§ GIVEN RECORDS
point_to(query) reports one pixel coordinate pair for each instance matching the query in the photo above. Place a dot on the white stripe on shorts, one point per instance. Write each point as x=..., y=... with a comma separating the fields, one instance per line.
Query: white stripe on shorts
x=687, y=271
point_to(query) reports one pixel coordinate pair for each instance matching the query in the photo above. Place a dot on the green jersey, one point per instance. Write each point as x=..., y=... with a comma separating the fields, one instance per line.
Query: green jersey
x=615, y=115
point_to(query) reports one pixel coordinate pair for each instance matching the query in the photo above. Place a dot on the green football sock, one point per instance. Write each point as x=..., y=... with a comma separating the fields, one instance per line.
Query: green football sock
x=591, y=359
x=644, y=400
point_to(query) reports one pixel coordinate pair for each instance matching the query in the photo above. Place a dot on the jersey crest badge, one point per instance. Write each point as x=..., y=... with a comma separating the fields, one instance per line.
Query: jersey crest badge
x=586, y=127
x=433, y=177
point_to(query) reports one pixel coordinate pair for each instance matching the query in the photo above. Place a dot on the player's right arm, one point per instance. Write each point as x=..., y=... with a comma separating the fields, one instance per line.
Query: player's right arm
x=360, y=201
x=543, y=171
---
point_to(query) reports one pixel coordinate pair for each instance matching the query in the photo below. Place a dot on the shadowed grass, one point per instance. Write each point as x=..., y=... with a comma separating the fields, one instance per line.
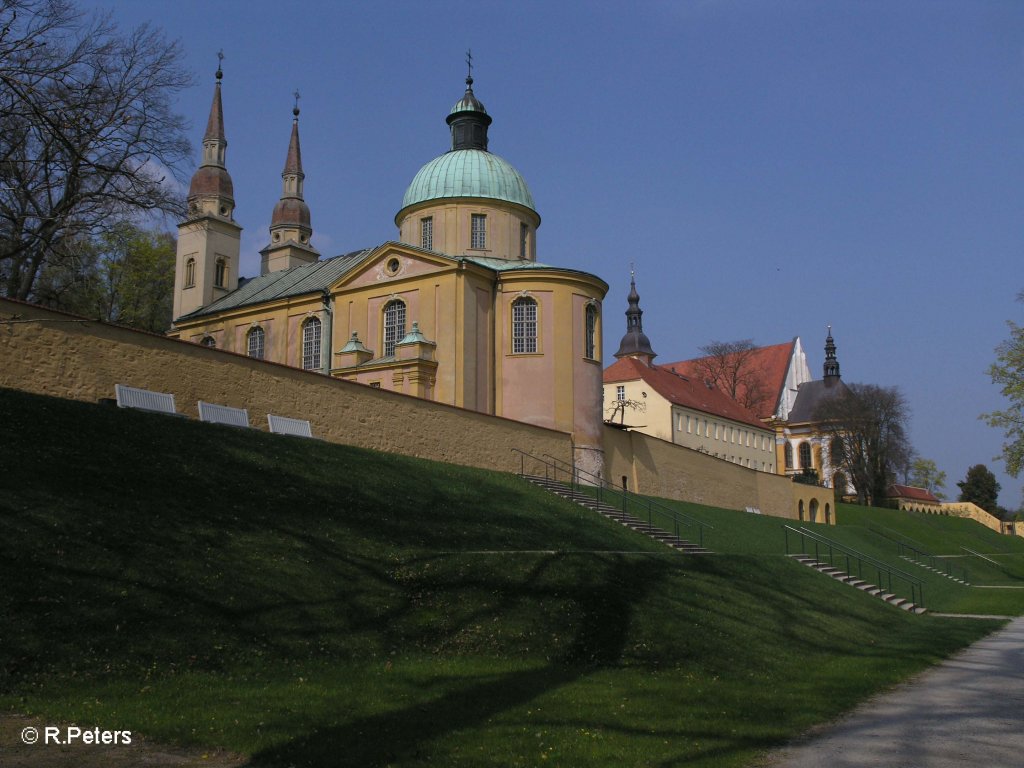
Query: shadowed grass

§ WORK INSTRUCTIONS
Reproduce the material above from the line with "on the jersey" up to and including the line with "x=543, y=171", keeping every line as it stands.

§ COMPLETE OUTPUT
point_to(query) reports one pixel coordinate pair for each instance matching the query in the photo above. Place a dot on the jersey crest badge, one point per instance. Write each point as x=..., y=... with a comma separating the fields, one instance per line.
Query: jersey crest badge
x=586, y=127
x=433, y=177
point_to(query) reports one pixel coordinate pair for each instance matching the query in the photo above. Place a dot on the player's right arm, one point per instance. Write each point as x=..., y=... with a comma separating the fields, one instance per line.
Query: player's right arm
x=360, y=201
x=543, y=171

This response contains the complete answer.